===== Given records

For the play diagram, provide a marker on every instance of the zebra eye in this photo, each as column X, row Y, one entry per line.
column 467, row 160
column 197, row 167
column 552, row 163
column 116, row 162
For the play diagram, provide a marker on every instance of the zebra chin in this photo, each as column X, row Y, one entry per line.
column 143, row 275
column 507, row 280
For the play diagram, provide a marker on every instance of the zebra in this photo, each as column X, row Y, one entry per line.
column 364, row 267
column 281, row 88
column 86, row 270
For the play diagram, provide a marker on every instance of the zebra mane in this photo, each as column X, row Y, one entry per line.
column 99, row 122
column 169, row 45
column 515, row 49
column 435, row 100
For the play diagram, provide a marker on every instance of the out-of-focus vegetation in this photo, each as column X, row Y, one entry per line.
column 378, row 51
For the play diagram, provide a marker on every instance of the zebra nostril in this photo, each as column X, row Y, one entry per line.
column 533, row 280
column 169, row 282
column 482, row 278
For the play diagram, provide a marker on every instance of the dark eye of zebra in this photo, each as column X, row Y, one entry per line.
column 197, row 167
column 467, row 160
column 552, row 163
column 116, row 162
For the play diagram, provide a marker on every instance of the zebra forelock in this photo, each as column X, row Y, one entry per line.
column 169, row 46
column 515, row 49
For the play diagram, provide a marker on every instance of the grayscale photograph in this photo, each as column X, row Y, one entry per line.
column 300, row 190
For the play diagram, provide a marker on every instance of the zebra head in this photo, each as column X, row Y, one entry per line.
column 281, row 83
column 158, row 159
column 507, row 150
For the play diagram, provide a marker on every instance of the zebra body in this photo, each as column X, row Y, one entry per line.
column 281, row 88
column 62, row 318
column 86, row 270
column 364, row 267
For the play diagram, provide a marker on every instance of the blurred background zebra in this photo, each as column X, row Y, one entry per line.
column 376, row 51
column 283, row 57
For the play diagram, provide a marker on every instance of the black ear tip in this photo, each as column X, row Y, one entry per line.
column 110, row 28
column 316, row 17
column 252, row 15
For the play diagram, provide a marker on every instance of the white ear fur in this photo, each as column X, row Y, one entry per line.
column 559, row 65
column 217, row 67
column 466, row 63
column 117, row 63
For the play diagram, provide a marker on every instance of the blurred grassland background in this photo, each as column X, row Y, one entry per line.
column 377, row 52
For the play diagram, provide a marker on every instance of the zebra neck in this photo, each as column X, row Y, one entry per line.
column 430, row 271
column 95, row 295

==========

- What to work on: Please give back the listing from the line containing "the zebra nostril" through the line containing "column 117, row 63", both included, with "provide a marker" changed to "place a pin" and nothing else altered.

- Result of the task:
For the play diagram, place a pin on every instance of the zebra nostril in this photo, each as column X, row Y, one entry per line.
column 533, row 280
column 169, row 282
column 482, row 278
For the play diagram, place a pin on every instance of the dark eye of zebra in this photo, each as column X, row Y, one entry per line.
column 197, row 167
column 467, row 160
column 552, row 163
column 116, row 162
For the play diagram, place a pin on every instance of the zebra forelock in this photo, each as column X, row Y, one entry per line.
column 169, row 46
column 515, row 49
For the play diagram, place a pin on every instance of the grayscale photograph in this photo, each as column X, row Y, one entry per line.
column 300, row 190
For the play diagram, place a pin on every instance of the zebra head in this photo, each as column X, row Y, one entry per line.
column 281, row 83
column 158, row 159
column 507, row 150
For the play diagram, place a pin on every instance of the zebra body in this photo, each as column X, row Y, one entry per line.
column 281, row 88
column 62, row 318
column 86, row 270
column 364, row 267
For the play diagram, place a pin on every instance of the blurred background zebra in this photo, each as column X, row Y, one entry per line.
column 376, row 51
column 283, row 57
For the play diagram, place a pin on every instance of the black ear tip in this photo, each as column X, row Y, one entry per line.
column 110, row 28
column 316, row 17
column 252, row 15
For the play diagram, place a pin on every instance of the white ear fur in this photo, each as column X, row Y, one entry per line.
column 559, row 65
column 217, row 67
column 466, row 63
column 117, row 63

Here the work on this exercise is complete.